▸ PROBLEM DETAILS: If a line of the records holds the word "indicate", copy it out.

================================

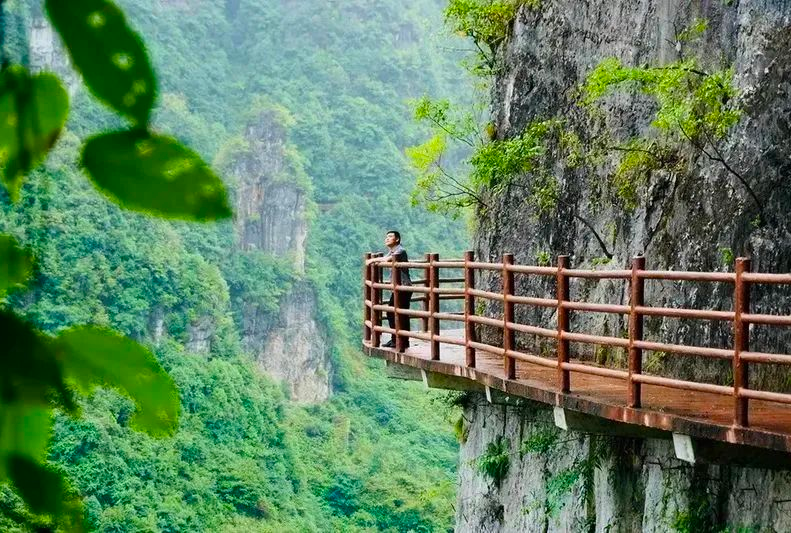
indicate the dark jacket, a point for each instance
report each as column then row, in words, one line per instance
column 400, row 257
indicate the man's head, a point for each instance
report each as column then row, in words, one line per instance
column 392, row 238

================================

▸ SOLVED PROBLEM:
indicate the dark jacket, a point for each instance
indicate the man's head, a point for each instance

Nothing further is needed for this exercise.